- **Tasks to carry out**:
A) For each statement, say yes or no according to the passage on the principle of parsimony below, and quote the words of the passage that decide it: (i) The principle of parsimony is also called Occam's razor. (ii) In Case 1 there are 5 supporting evidences to explain an event. (iii) The principle leads us to select Case 2, provided all the evidences are important and relevant.
B) Besides day to day life, what does the passage on the principle of parsimony name as a use of the principle?
C) From the passage on the principle of parsimony below, write out the stretch from "Lets us assume" through "important and relevant.".
>> BEGIN Quoted passage
Principle of Parsimony

3 min readJun 6, 2019

The principle of parsimony also referred as Occam’s razor explains the selection of the simplest explanation that fits for best results when we have more than one option to choose. When we apply principle of parsimony, we tend to select the phenomena with the least entity. However, in principle of parsimony it is more about considering the simplest and relevant explanation. So we can say that “the assumption which is simplest as well as has all necessary information required to get a hold on the experiment we are into” justifies the principle of Parsimony. We can use principle of parsimony in many scenarios or events in our day to day life including Data Science model predictions.

Lets us assume two cases: Case 1, where in there are total 8 supporting evidences to explain an event and Case 2, wherein there are 5 supporting evidences to explain an event. So, according to principle of parsimony, we tend to select Case 2, provided all the evidences are important and relevant.

Let us have a look on examples from specific fields.
>> END Quoted passage
>> BEGIN Entries supplied
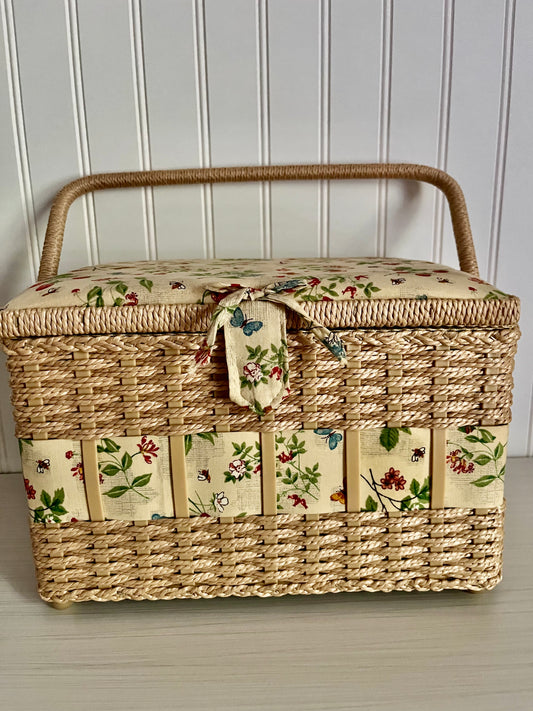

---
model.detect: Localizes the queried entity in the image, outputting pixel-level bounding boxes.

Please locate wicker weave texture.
[31,507,504,602]
[4,327,519,439]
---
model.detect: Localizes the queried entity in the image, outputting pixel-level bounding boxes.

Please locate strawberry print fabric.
[19,426,508,523]
[6,257,508,310]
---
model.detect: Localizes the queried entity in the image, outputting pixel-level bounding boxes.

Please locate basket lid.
[0,257,519,338]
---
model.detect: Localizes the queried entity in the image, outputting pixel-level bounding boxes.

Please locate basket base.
[31,507,504,606]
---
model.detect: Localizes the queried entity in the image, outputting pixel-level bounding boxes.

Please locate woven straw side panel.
[7,327,519,439]
[31,507,504,602]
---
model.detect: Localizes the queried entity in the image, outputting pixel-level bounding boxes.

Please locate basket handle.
[39,163,479,281]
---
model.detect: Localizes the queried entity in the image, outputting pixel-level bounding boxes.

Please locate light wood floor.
[0,459,533,711]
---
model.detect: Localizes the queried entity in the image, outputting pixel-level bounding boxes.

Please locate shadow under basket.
[31,507,505,603]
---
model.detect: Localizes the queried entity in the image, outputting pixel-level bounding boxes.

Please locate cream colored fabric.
[185,432,261,516]
[17,426,508,522]
[360,427,431,511]
[6,257,506,310]
[275,428,346,513]
[19,439,89,523]
[94,437,174,521]
[195,282,346,415]
[444,425,509,508]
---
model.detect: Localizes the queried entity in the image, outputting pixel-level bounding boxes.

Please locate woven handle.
[39,163,479,281]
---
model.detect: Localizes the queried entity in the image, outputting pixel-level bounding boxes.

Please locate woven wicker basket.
[0,164,519,607]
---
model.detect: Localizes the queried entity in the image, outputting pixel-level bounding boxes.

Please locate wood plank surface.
[0,459,533,711]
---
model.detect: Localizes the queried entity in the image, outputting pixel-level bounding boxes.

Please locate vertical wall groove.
[193,0,215,259]
[488,0,516,284]
[256,0,272,259]
[0,0,40,281]
[376,0,394,257]
[129,0,157,259]
[65,0,100,264]
[318,0,331,257]
[433,0,455,263]
[526,386,533,457]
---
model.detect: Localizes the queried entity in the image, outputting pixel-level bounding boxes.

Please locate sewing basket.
[0,164,519,607]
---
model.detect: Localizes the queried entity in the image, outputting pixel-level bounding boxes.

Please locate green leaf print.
[471,474,498,488]
[446,427,507,488]
[131,474,152,487]
[30,488,68,523]
[474,454,492,467]
[139,279,154,291]
[363,495,378,511]
[276,433,322,513]
[97,437,159,501]
[104,486,131,499]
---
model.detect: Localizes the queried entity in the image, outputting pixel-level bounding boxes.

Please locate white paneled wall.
[0,0,533,471]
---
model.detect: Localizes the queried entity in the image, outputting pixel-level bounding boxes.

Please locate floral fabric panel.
[444,425,509,508]
[220,301,290,415]
[185,432,262,517]
[97,436,170,521]
[19,439,89,523]
[360,427,431,511]
[6,257,508,310]
[275,428,346,514]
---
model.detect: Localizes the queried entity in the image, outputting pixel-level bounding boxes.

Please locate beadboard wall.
[0,0,533,472]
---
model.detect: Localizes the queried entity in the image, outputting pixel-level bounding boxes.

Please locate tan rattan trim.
[31,507,504,602]
[431,430,446,509]
[80,440,105,521]
[0,297,520,338]
[39,163,479,281]
[169,435,189,518]
[344,430,361,513]
[260,432,277,516]
[7,326,519,439]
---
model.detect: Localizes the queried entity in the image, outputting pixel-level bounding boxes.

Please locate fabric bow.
[195,279,346,415]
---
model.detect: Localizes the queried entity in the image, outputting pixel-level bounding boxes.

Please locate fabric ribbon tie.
[195,279,346,415]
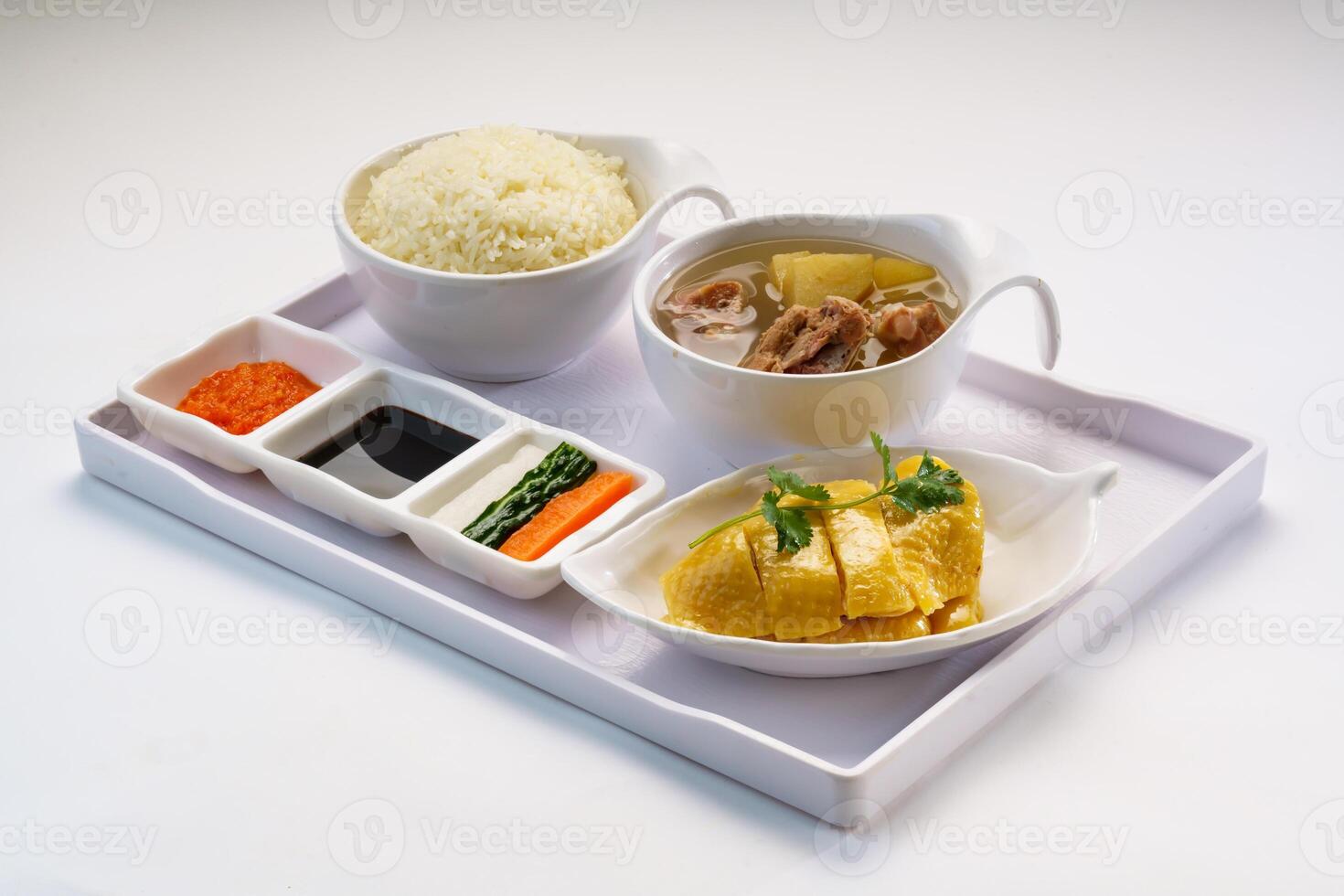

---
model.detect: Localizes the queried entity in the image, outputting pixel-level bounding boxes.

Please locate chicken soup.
[655,240,960,375]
>> END Entries supplied
- **Solutions to the tasks**:
A)
(i) Yes: "The principle of parsimony also referred as Occam’s razor"
(ii) No: "Case 1, where in there are total 8 supporting evidences to explain an event"
(iii) Yes: "according to principle of parsimony, we tend to select Case 2, provided all the evidences are important and relevant"

B) Data Science model predictions.

C)
Lets us assume two cases: Case 1, where in there are total 8 supporting evidences to explain an event and Case 2, wherein there are 5 supporting evidences to explain an event. So, according to principle of parsimony, we tend to select Case 2, provided all the evidences are important and relevant.